Your goal: Copy the listing below word for word, leaving out the pictures.

**********

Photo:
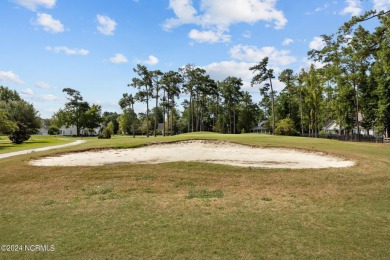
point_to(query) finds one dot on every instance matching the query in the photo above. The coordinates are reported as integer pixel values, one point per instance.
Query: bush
(285, 127)
(106, 134)
(53, 130)
(20, 135)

**********

Result for this exercise:
Photo:
point_to(query) finds one dot on every instance matching the query in the photo above. The coordinates are reported as integer pixel values, one point per instance.
Query: bush
(285, 127)
(106, 134)
(53, 130)
(20, 135)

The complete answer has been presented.